* [Written exercise]: Rescale the listing below by reproducing every line, the request included. Multiply each x and y coordinate in the answer points by 0.8 and round to the nearest whole number, with halves rounded up.

━━━ Data extract ━━━

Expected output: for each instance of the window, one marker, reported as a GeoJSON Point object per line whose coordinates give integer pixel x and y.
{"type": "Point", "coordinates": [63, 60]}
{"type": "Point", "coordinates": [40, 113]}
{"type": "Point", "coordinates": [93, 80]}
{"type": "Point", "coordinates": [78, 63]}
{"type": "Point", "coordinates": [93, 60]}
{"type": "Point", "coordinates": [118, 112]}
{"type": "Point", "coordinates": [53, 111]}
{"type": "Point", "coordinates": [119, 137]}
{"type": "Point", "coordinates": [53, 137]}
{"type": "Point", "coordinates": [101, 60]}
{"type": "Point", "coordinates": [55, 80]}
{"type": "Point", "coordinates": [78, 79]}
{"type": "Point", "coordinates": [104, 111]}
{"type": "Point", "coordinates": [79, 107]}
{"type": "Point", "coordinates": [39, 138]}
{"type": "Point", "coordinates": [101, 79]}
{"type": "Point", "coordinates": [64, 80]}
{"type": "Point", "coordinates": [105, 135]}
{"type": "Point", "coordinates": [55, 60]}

━━━

* [Complete answer]:
Expected output: for each instance of the window, one marker, reported as a GeoJSON Point object per line whose coordinates give integer pixel x and y.
{"type": "Point", "coordinates": [50, 48]}
{"type": "Point", "coordinates": [32, 90]}
{"type": "Point", "coordinates": [74, 64]}
{"type": "Point", "coordinates": [62, 50]}
{"type": "Point", "coordinates": [74, 48]}
{"type": "Point", "coordinates": [94, 90]}
{"type": "Point", "coordinates": [42, 89]}
{"type": "Point", "coordinates": [95, 110]}
{"type": "Point", "coordinates": [42, 110]}
{"type": "Point", "coordinates": [81, 48]}
{"type": "Point", "coordinates": [44, 64]}
{"type": "Point", "coordinates": [62, 63]}
{"type": "Point", "coordinates": [83, 89]}
{"type": "Point", "coordinates": [63, 86]}
{"type": "Point", "coordinates": [31, 110]}
{"type": "Point", "coordinates": [81, 63]}
{"type": "Point", "coordinates": [51, 64]}
{"type": "Point", "coordinates": [84, 108]}
{"type": "Point", "coordinates": [44, 48]}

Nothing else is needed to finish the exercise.